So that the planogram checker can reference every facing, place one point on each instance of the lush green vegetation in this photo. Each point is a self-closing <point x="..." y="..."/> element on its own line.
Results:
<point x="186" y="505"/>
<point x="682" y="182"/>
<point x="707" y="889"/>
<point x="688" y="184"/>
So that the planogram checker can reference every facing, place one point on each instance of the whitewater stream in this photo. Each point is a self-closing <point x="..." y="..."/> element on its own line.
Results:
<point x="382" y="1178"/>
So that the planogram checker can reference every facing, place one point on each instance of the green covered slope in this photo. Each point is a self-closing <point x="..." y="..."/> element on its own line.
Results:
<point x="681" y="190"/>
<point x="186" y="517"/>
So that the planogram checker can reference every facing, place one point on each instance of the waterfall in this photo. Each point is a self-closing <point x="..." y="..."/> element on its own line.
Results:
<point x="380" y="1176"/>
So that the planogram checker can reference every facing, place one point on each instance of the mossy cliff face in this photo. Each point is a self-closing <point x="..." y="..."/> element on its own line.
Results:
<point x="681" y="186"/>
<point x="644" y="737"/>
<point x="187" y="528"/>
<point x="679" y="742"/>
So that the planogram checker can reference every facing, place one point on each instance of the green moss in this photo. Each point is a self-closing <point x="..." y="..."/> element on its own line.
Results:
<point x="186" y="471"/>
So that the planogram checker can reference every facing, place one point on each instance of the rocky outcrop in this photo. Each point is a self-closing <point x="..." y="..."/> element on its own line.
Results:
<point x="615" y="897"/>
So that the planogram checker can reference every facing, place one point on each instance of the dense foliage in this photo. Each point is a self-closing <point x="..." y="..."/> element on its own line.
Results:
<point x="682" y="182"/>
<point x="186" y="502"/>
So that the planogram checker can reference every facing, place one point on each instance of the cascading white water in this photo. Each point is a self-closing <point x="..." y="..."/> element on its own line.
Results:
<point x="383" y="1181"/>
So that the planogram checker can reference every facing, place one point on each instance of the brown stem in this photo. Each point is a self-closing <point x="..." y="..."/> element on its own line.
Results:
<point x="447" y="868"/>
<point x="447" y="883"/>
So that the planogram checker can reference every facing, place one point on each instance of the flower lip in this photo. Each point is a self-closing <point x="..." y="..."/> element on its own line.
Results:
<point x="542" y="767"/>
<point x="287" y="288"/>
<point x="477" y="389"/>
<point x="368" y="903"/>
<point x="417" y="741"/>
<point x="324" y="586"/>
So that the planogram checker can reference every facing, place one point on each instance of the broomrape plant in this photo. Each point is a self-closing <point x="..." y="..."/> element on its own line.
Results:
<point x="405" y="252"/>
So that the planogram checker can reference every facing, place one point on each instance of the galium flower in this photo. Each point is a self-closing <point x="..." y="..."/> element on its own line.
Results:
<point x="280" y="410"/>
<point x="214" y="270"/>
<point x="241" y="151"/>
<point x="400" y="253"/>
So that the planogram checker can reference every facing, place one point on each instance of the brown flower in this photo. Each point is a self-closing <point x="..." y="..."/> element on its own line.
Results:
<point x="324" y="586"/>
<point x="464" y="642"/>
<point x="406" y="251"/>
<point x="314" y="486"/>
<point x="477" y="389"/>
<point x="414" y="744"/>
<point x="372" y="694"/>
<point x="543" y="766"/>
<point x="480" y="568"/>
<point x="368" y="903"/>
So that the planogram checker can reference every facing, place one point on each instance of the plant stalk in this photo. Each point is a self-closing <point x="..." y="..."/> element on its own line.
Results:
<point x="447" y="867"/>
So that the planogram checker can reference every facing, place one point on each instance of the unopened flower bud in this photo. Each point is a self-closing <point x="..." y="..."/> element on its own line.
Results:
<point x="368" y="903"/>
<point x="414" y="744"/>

◇ ◇ ◇

[The request] Rewrite all the entries above, changing "planogram checker" to "shelf audit tool" everywhere it occurs and leaving every other word untouched.

[Correct result]
So that the shelf audit tool can reference every facing, place one point on each instance of the lush green vegetation in this photo. Each point is a self-closing <point x="..." y="..."/> element on its own line.
Results:
<point x="186" y="505"/>
<point x="682" y="182"/>
<point x="707" y="889"/>
<point x="688" y="184"/>
So that the shelf audit tool can reference every facing, place one point on each instance of the whitewater stream in this photo. Each point is a self-closing <point x="..." y="..."/> element on its own line.
Results:
<point x="382" y="1178"/>
So that the shelf audit tool can reference every facing, place one point on each instance of the green covered slope in this photo. Each point is a self-closing <point x="..." y="..."/> element on its own line.
Results:
<point x="681" y="190"/>
<point x="186" y="517"/>
So that the shelf audit tool can reference every facing, place one point on each instance of the waterfall in this photo. Each point is a self-closing <point x="..." y="..."/> element on its own line.
Results:
<point x="380" y="1176"/>
So that the shelf audit tool can reference every facing, place one point on each instance of the mossy cliff face in this photo. Each point is a self-closing <point x="..." y="..."/> element on its own line.
Results:
<point x="681" y="186"/>
<point x="644" y="737"/>
<point x="187" y="528"/>
<point x="679" y="742"/>
So that the shelf audit tool can reference every facing, place one point on each instance of the green moss in this photo. Each point is a self-closing <point x="..." y="..."/> element on its own line.
Results:
<point x="186" y="471"/>
So that the shelf audit tool can reference every facing, place one point on each instance of the rocky outcrop in this photo. Each point is a self-closing <point x="..." y="..."/> element on its own line.
Results:
<point x="615" y="897"/>
So that the shelf audit tool can reference every facing, place one point on each instance of the dense foliage in this photo. Each point is a self-closing <point x="..." y="..."/> element on its own line.
Results:
<point x="682" y="182"/>
<point x="186" y="502"/>
So that the shelf audit tool can reference every facing, place one point on each instance of the cascading white water in this photo. Each point is a self-closing <point x="..." y="..."/> element on its own line.
Results:
<point x="383" y="1181"/>
So that the shelf audit tool can reference every facing, place one point on each instance of the brown stem in this photo. Each point is a self-closing <point x="..." y="..."/> element on its own line.
Results:
<point x="447" y="868"/>
<point x="447" y="883"/>
So that the shelf audit tool can reference every facing, place one point on each instance of the flower lip in this photo. Each point is a self-closing <point x="..." y="..."/> element on its own line.
Results:
<point x="542" y="767"/>
<point x="287" y="288"/>
<point x="477" y="389"/>
<point x="368" y="903"/>
<point x="417" y="741"/>
<point x="324" y="586"/>
So that the shelf audit tool can reference every facing, place one point on each instance of the broomrape plant in this photo. Each point is a self-closing <point x="..." y="..."/> element on its own line.
Results:
<point x="405" y="252"/>
So that the shelf audit tool can reference every facing, place one point on each instance of the galium flower in this photo. Each point is a self-closing <point x="..." y="..."/> element on its own line.
Results:
<point x="280" y="410"/>
<point x="214" y="270"/>
<point x="241" y="151"/>
<point x="400" y="253"/>
So that the shelf audit tool can reference every facing, place one point on each instance of the brown flower in this photo. Each point is a self-closing <point x="..." y="..."/> element on its own line.
Results:
<point x="324" y="586"/>
<point x="464" y="642"/>
<point x="406" y="251"/>
<point x="314" y="486"/>
<point x="477" y="389"/>
<point x="414" y="744"/>
<point x="372" y="694"/>
<point x="543" y="766"/>
<point x="480" y="568"/>
<point x="368" y="903"/>
So that the shelf audit tool can reference every facing, place one point on each instance of the plant stalk in this photo. Each point is a self-closing <point x="..." y="..."/> element on its own line.
Results:
<point x="447" y="867"/>
So that the shelf audit tool can reference every facing, place one point on each instance of the unopened flower bud in this photo. Each point is a self-closing <point x="..." y="..."/> element on its own line.
Results:
<point x="368" y="903"/>
<point x="414" y="744"/>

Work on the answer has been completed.